= Beginning of Section =
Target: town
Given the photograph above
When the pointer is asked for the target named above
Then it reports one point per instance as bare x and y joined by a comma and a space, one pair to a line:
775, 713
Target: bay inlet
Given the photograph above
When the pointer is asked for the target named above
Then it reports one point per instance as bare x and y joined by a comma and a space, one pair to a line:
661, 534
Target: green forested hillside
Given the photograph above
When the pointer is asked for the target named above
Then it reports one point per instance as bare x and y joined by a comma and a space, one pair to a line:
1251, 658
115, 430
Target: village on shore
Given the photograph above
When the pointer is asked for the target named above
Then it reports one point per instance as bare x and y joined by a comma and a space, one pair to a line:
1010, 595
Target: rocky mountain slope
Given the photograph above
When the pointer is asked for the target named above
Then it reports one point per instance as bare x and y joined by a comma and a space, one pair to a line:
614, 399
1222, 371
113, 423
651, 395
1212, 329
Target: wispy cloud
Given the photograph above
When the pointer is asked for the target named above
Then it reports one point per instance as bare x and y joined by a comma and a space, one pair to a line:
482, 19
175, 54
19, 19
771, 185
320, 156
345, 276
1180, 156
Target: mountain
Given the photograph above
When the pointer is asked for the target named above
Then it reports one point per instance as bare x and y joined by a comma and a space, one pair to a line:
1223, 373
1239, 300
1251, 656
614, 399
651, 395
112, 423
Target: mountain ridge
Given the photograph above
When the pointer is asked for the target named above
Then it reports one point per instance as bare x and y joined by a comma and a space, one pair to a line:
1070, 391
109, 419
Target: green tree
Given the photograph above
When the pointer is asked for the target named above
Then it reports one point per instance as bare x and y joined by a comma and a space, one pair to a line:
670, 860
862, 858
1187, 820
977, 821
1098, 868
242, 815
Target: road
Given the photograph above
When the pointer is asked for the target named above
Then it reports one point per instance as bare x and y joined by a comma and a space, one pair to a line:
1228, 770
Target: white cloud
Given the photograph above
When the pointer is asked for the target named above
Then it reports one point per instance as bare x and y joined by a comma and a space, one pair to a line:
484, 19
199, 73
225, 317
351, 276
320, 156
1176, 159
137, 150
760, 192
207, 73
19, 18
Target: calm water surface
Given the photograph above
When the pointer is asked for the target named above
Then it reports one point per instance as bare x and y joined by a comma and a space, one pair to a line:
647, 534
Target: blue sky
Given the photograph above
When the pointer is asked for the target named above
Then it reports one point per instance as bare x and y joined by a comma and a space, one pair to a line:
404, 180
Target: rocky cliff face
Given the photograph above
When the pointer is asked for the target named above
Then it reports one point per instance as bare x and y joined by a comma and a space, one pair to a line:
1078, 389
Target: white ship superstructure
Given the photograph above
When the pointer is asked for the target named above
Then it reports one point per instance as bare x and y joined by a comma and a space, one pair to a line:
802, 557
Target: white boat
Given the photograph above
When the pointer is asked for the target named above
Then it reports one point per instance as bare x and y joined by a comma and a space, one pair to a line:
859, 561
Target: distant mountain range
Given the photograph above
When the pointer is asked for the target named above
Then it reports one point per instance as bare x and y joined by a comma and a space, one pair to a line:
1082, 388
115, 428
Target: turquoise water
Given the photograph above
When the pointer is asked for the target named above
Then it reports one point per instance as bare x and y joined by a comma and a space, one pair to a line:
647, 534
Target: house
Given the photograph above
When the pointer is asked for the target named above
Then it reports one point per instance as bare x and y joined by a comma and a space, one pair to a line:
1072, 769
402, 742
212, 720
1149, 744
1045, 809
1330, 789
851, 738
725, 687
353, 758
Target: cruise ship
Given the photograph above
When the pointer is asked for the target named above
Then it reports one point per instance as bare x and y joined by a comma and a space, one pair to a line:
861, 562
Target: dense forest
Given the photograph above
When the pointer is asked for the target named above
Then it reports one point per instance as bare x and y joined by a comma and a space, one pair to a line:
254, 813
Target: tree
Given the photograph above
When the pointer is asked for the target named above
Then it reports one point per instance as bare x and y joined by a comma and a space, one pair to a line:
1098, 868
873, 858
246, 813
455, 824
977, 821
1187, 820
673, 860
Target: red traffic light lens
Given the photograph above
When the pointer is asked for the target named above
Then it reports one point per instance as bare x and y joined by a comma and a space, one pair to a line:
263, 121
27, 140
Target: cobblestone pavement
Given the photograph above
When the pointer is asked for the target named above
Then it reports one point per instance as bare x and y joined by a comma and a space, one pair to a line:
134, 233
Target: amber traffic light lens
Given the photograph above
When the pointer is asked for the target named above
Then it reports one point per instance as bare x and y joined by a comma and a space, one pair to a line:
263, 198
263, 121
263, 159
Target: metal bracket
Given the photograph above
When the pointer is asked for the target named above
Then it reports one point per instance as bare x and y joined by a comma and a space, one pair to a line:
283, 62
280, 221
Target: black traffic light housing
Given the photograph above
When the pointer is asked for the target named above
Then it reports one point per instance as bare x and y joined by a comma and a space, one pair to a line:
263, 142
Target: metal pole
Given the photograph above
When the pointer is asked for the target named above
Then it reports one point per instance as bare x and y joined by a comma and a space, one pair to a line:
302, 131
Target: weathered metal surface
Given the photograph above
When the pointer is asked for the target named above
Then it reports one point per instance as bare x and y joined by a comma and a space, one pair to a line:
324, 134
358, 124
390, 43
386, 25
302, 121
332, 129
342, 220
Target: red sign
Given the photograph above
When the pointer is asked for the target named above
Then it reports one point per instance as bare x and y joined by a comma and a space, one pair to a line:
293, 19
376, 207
= End of Section =
● **Description of the task**:
Reproduce each line of the material in which the string "cloud" occurs.

● **Output**:
Target: wispy cloud
Target: white cloud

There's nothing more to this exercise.